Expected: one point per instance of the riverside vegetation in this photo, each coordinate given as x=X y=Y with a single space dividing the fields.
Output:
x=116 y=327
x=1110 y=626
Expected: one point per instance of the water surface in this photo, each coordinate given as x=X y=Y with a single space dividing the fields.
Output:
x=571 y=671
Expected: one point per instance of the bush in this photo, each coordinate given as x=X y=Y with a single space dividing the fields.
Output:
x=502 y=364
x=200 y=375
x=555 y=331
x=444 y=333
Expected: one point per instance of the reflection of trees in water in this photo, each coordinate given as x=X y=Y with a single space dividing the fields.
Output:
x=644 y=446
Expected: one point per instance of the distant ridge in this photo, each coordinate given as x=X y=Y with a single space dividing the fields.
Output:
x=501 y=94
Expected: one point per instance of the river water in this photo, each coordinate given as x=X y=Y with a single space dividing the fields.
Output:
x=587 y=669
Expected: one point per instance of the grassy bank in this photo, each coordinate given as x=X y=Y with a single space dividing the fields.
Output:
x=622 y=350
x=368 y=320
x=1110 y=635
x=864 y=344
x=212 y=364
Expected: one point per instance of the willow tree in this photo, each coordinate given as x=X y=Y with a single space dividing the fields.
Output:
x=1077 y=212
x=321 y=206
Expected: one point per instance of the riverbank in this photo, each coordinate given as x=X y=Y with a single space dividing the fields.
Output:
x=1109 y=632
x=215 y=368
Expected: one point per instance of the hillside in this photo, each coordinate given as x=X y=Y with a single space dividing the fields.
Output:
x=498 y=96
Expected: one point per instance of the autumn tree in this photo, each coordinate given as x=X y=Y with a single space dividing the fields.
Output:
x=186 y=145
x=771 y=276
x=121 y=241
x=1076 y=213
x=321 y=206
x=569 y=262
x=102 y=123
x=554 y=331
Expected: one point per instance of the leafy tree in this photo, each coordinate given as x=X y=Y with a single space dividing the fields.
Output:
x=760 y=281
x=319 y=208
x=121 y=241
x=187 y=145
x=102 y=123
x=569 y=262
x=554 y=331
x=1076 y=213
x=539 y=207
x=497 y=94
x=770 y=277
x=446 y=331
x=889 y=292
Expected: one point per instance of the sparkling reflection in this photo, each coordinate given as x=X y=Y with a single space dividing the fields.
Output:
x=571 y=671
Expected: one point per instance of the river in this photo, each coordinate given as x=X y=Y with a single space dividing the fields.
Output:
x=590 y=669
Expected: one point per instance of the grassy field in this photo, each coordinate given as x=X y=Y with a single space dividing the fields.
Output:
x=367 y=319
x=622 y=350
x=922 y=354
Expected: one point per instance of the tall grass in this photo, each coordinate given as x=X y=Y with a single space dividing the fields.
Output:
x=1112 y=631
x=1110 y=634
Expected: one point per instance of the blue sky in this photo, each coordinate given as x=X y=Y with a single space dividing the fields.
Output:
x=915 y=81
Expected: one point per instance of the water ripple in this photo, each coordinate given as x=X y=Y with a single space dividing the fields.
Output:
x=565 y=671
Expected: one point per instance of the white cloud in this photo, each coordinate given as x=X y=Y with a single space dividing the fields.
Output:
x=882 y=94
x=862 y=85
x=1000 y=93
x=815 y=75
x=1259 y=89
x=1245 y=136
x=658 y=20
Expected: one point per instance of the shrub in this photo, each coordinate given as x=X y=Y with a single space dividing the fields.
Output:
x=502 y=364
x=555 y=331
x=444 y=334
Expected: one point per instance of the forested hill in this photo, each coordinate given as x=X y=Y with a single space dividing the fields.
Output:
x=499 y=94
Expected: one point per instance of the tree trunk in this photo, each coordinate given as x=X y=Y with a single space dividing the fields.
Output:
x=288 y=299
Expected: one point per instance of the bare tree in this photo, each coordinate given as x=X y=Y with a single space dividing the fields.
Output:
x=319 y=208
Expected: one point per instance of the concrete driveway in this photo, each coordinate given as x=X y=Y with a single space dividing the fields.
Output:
============================================================
What is being asked: Repeat all of the data above word for word, line by line, with nothing changed.

The completed task:
Expected: one point per instance of the riverside vegetation in this photo, each coordinate given as x=X y=Y with a single space dividing the fields.
Output:
x=116 y=327
x=1110 y=626
Expected: one point per instance of the water surface in this photo, each coordinate given as x=X y=Y with a single space dividing the fields.
Output:
x=571 y=671
Expected: one point per instance of the bush in this photo, each coordinate given as x=X y=Y with a single space dividing the fields.
Output:
x=502 y=364
x=200 y=375
x=555 y=331
x=444 y=333
Expected: one point per instance of the reflection of trees in water in this photo, each coordinate given as x=X y=Y with a single space dividing the fields.
Output:
x=644 y=446
Expected: one point per instance of the distant ridge in this photo, each coordinate given as x=X y=Y with a single space dividing the fields.
Output:
x=501 y=94
Expected: one point per instance of the river water in this photo, each coordinate given as x=X y=Y with a single space dividing the fields.
Output:
x=587 y=669
Expected: one point per instance of the grassy bank in this photo, each coordinate given as x=X y=Y with a single space dividing the fields.
Output:
x=622 y=350
x=368 y=320
x=1110 y=635
x=864 y=344
x=212 y=364
Expected: one point per instance of the willow tree in this photo, each coordinate given as x=X y=Y with a single space dividing the fields.
Output:
x=1077 y=212
x=321 y=206
Expected: one point per instance of the riverbank in this photo, each coordinate given as x=X y=Y with a single space dividing the fields.
Output:
x=1109 y=632
x=215 y=368
Expected: one point per instance of the hillside in this photo, each coordinate given as x=X y=Y with a single space dividing the fields.
Output:
x=498 y=96
Expected: one point per instance of the autumn tree in this photo, each coordinate given as x=X y=Y with a single space dividing the fields.
Output:
x=186 y=145
x=771 y=276
x=121 y=241
x=1076 y=213
x=321 y=206
x=569 y=262
x=102 y=123
x=554 y=331
Expected: one point per instance of the leafy tree in this photo, each coordinate given as x=X y=Y with a single space dividing the fields.
Output:
x=760 y=281
x=319 y=208
x=121 y=241
x=187 y=145
x=102 y=123
x=569 y=262
x=554 y=331
x=1076 y=213
x=539 y=207
x=497 y=94
x=770 y=277
x=446 y=331
x=889 y=292
Expected: one point per instance of the sparkling reflection in this photo, each coordinate given as x=X y=Y with a single space dividing the fields.
Output:
x=571 y=671
Expected: one point per instance of the river in this photo, each coordinate given as x=X y=Y with a single space dividing the fields.
Output:
x=590 y=669
Expected: one point per instance of the grassy field in this photo, each coordinate given as x=X y=Y with a single space dividing the fields.
Output:
x=367 y=319
x=622 y=350
x=922 y=354
Expected: one point per instance of the tall grass in this photo, each coordinate given as x=X y=Y with a single space dividing the fields.
Output:
x=1112 y=631
x=1110 y=634
Expected: one point per instance of the blue sky in this photo, each coordinate given as x=X y=Y with a single space dividing the fields.
Output:
x=915 y=81
Expected: one point per instance of the water ripple in this photo, each coordinate given as x=X y=Y with a single space dividing the fields.
Output:
x=565 y=671
Expected: one point per instance of the white cloud in this photo, each coordinate given as x=X y=Y with a single space dividing the fields.
Output:
x=882 y=94
x=862 y=85
x=1000 y=93
x=815 y=75
x=1259 y=89
x=1245 y=136
x=658 y=20
Expected: one point per instance of the shrub in this photo, each coordinate given as x=X y=Y with a single space dividing the fields.
Output:
x=502 y=364
x=555 y=331
x=444 y=334
Expected: one point per instance of the forested hill in this photo, each coordinate given as x=X y=Y with a single space dividing the fields.
Output:
x=499 y=94
Expected: one point per instance of the tree trunk in this photo, each coordinate given as x=X y=Y with a single space dividing the fields.
Output:
x=288 y=299
Expected: one point per instance of the bare tree in this photo, each coordinate given as x=X y=Y with a single space dividing the fields.
Output:
x=319 y=208
Expected: one point per instance of the concrete driveway in this photo, each coordinate given as x=X y=Y with a single space dividing the fields.
Output:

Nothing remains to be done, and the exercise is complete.